# Task prompt:
Would you restate all of the entries verbatim, minus any images?

Items from a dataset
§ §

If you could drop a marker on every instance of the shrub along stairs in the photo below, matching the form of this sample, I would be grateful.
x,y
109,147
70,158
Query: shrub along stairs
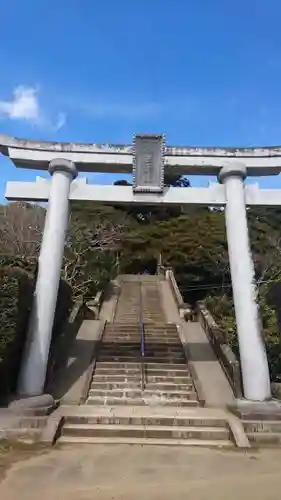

§ §

# The answer:
If you could drop a marker on every instance of the shrub along stairs in the photo below, matching the form of this sample, I would be grateful.
x,y
109,147
70,158
Query: shrub along stairs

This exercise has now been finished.